◆ OBJECTIVE
Your task is to print every entry below exactly as given.

◆ ◆ ◆ ◆

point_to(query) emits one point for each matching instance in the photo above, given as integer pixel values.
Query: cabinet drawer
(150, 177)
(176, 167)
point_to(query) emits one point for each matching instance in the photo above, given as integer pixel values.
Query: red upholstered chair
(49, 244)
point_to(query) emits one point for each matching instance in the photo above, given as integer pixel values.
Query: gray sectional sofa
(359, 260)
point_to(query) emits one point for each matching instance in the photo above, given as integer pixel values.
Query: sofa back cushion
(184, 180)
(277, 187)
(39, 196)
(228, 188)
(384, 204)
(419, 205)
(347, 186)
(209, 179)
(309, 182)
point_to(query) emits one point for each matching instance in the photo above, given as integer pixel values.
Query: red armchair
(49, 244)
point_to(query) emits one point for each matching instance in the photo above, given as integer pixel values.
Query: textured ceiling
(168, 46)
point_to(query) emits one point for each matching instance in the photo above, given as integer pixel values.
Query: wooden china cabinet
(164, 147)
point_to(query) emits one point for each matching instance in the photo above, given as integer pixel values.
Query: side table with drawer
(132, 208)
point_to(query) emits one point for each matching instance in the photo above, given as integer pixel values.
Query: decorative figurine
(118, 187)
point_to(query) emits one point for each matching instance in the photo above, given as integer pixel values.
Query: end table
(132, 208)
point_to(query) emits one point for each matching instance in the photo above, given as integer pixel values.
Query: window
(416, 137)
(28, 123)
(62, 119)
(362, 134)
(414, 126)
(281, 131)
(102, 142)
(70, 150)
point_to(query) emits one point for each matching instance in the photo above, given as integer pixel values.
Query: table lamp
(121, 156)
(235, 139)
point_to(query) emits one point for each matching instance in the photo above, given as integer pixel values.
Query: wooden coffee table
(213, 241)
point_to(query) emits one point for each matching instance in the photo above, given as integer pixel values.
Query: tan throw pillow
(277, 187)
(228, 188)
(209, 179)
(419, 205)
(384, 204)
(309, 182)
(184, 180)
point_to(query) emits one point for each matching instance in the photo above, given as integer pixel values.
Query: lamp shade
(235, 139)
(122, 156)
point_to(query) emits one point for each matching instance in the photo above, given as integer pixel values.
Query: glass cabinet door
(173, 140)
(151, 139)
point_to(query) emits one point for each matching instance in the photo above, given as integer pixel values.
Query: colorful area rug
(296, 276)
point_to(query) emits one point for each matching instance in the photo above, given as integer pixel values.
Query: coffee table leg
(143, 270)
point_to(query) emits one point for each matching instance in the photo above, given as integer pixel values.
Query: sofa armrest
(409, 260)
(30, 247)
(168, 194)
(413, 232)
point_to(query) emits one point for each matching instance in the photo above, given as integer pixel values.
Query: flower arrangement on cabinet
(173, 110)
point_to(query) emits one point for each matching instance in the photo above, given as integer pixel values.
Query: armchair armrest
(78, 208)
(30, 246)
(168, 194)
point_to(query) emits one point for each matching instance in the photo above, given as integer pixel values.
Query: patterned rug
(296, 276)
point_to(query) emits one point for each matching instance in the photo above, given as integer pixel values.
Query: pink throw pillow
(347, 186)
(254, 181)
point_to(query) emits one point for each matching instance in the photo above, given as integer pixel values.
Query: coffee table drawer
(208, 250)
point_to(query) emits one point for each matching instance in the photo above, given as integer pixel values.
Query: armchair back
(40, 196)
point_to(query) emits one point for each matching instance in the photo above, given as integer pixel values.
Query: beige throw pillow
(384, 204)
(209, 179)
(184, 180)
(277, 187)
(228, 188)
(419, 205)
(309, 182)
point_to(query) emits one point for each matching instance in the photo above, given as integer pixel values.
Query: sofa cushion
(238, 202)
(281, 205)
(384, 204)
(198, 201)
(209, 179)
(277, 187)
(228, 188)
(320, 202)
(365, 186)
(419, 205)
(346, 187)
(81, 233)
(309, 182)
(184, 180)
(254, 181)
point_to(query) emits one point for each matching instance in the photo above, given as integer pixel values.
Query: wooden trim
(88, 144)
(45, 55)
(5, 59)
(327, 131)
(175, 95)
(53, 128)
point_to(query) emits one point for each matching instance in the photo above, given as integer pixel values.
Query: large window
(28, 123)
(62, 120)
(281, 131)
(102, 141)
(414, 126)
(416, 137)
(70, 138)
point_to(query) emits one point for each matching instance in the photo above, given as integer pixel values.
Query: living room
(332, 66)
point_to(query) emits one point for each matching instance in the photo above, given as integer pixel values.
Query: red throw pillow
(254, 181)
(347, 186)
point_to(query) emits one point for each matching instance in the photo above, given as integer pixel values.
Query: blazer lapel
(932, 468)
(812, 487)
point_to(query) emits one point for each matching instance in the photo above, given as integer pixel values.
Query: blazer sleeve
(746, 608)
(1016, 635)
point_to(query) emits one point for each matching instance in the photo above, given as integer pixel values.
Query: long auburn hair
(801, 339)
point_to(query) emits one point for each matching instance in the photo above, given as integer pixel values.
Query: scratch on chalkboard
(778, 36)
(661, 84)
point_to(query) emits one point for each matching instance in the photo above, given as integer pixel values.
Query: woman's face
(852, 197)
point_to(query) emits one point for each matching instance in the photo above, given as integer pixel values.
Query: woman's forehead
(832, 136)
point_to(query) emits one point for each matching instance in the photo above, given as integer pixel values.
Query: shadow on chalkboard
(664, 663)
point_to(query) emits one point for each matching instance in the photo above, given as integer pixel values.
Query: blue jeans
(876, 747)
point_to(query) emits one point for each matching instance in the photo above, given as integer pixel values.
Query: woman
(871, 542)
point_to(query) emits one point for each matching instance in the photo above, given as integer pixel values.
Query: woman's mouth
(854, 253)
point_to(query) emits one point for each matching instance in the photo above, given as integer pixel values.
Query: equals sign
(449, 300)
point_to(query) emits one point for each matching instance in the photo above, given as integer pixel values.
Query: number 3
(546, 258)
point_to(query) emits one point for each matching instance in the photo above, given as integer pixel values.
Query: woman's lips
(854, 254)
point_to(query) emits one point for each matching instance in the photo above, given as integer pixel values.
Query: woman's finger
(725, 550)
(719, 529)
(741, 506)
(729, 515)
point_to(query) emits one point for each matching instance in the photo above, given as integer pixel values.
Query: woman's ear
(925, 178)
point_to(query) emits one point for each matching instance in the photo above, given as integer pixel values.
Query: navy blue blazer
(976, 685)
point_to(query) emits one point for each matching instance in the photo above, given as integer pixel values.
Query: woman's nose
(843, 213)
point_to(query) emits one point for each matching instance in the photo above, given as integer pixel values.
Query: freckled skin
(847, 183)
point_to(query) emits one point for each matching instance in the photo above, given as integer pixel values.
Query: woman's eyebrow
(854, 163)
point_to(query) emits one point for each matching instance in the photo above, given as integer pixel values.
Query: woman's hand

◆ ◆ ◆ ◆

◆ ANSWER TO THIS EXERCISE
point_to(query) emits one point for each matching instance in the photo above, given as integer pixel values.
Query: cabinet drawer
(150, 177)
(176, 167)
point_to(query) emits one point for each matching instance in the photo above, given as integer pixel values.
Query: red upholstered chair
(49, 244)
point_to(query) emits one point for each matching instance in the photo above, given as integer pixel values.
Query: gray sectional sofa
(359, 260)
point_to(query) emits one point for each matching instance in the photo above, given as integer pixel values.
Query: sofa back cushion
(184, 180)
(277, 187)
(39, 196)
(228, 188)
(384, 204)
(419, 205)
(347, 186)
(209, 179)
(309, 182)
point_to(query) emits one point for each matching instance in the photo above, given as integer pixel values.
Query: red armchair
(49, 244)
point_to(query) emits one point for each matching instance in the photo above, given as integer pixel values.
Query: textured ceiling
(168, 46)
point_to(query) emits one point for each matching instance in the photo above, given as integer pixel values.
Query: wooden china cabinet
(164, 147)
point_to(query) emits one point for each matching instance in the photo above, given as integer pixel values.
Query: side table with drawer
(132, 208)
point_to(query) emits one point for each matching instance in the photo above, given as integer pixel values.
Query: decorative figurine
(118, 187)
point_to(query) emits one point for each matching instance in the photo above, given as integer pixel values.
Query: end table
(132, 208)
point_to(query) emits one point for each matching instance in the photo above, given as integer pixel values.
Query: window
(416, 137)
(28, 123)
(62, 119)
(362, 134)
(414, 126)
(281, 131)
(102, 142)
(70, 150)
point_to(query) emits one point for each matching instance in the photo above, given as integer pixel values.
Query: table lamp
(121, 156)
(235, 139)
point_to(query) emits one point for each matching instance in the photo above, given as integer pixel values.
Query: wooden coffee table
(213, 241)
point_to(query) emits one point for each matching instance in the photo above, given as integer pixel values.
Query: tan throw pillow
(277, 187)
(228, 188)
(209, 179)
(419, 205)
(384, 204)
(309, 182)
(184, 180)
point_to(query) emits one point for each matching instance in the photo above, given as integer pixel values.
Query: lamp shade
(235, 139)
(122, 156)
point_to(query) emits one point for each matching instance in the photo above, given as integer pixel values.
Query: glass cabinet door
(173, 140)
(151, 139)
point_to(query) emits one point for each matching instance in the photo above, given as integer pixel values.
Query: colorful area rug
(296, 276)
point_to(query) emits one point for each matching instance in the photo above, given as integer pixel values.
Query: coffee table leg
(143, 270)
point_to(query) emits one point for each matching instance in the photo above, given as integer pixel values.
Query: sofa armrest
(409, 260)
(30, 247)
(168, 194)
(413, 232)
point_to(query) emits one point for each matching instance in the photo above, given as integer pixel values.
Query: flower arrangement on cabinet
(173, 110)
point_to(query) emits one point for each matching instance in the photo above, given as integer pixel values.
Query: armchair armrest
(78, 208)
(30, 246)
(168, 194)
point_to(query) emits one point for each matching instance in the photo above, given as integer pixel values.
Query: patterned rug
(296, 276)
point_to(query) emits one point for each matching instance in the photo above, given as integer pixel values.
Query: pink throw pillow
(347, 186)
(254, 181)
point_to(query) emits one point for each matching instance in the photo above, given as integer pixel values.
Query: coffee table drawer
(208, 250)
point_to(query) emits one point for each matching instance in the photo above, given as integer pixel values.
Query: armchair back
(40, 196)
point_to(query) emits one point for each matching instance in the photo above, given as integer pixel values.
Query: beige throw pillow
(384, 204)
(209, 179)
(184, 180)
(277, 187)
(228, 188)
(419, 205)
(309, 182)
point_to(query) emits one point for each matching instance in the photo above, given as integer pixel values.
Query: sofa cushion
(238, 202)
(281, 205)
(384, 204)
(198, 201)
(209, 179)
(277, 187)
(228, 188)
(320, 202)
(365, 186)
(419, 205)
(346, 187)
(81, 233)
(309, 182)
(184, 180)
(254, 181)
point_to(query) emits one point for each matching instance in the photo above, given as integer pixel values.
Query: wooden trim
(88, 144)
(45, 55)
(5, 59)
(327, 131)
(175, 95)
(53, 128)
point_to(query) emits one point for each matching instance in the photo above, given as integer pixel values.
Query: large window
(28, 123)
(62, 120)
(281, 131)
(102, 141)
(414, 126)
(416, 137)
(70, 138)
point_to(query) emits one point for each matching instance in the photo above, given as integer pixel values.
Query: living room
(332, 66)
point_to(query) emits one point for each matching instance in the photo above, given as integer pixel values.
Query: red throw pillow
(254, 181)
(347, 186)
point_to(query) emits one point for each matching instance in the photo above, given as integer pixel values.
Query: blazer lapel
(932, 468)
(812, 487)
point_to(query) emits one point for each matching instance in the photo above, given as integer pixel values.
Query: blazer sleeve
(746, 608)
(1016, 635)
point_to(query) emits one point for each matching instance in the photo above, given as integer pixel values.
Query: long auburn hair
(801, 339)
point_to(query) emits one point for each matching instance in the photo above, given as integer pixel values.
Query: scratch on chalkboard
(778, 36)
(661, 84)
point_to(query) emits one point for each matching instance in the photo above, given as integer pixel values.
Query: woman's face
(852, 197)
point_to(query) emits one point for each matching instance in the photo above, given as integer pixel values.
Query: woman's forehead
(832, 136)
point_to(query) emits one point for each matching instance in the photo above, given as integer pixel values.
Query: shadow on chalkboard
(664, 663)
point_to(query) emits one point for each matching instance in the photo above, given as integer pixel values.
Query: blue jeans
(876, 747)
point_to(query) emits one point for each matching instance in the photo above, given as integer pixel values.
Query: woman
(871, 542)
point_to(query) emits one point for each matching instance in the photo above, given as integer pixel values.
Query: woman's mouth
(854, 253)
point_to(query) emits one point for each matching instance in the photo above, given as integer pixel values.
Query: equals sign
(449, 300)
point_to(query) emits one point for each matching instance in the photo above, given as integer pixel values.
Query: number 3
(546, 258)
point_to(query) emits one point for each matching instance in the photo above, given as integer pixel values.
Query: woman's lips
(854, 254)
point_to(query) emits one point for each matching instance in the photo above, given as integer pixel values.
Query: woman's finger
(725, 550)
(719, 529)
(741, 506)
(729, 515)
point_to(query) emits one point for each matching instance in the photo above, given as integer pixel values.
Query: woman's ear
(925, 178)
point_to(query) emits one point for each matching instance in the photo above, given as integer pixel values.
Query: navy blue blazer
(976, 685)
point_to(query) emits one point for each matching instance in the photo above, given as integer pixel values.
Query: woman's nose
(843, 213)
point_to(query) emits one point for each matching instance in the photo above, given as integer pixel values.
Query: freckled skin
(847, 183)
point_to(query) emits one point for each matching instance in the photo above, given as integer pixel values.
Query: woman's eyebrow
(854, 163)
point_to(query) emits one point for each matching instance in the photo above, given as integer pixel values.
Query: woman's hand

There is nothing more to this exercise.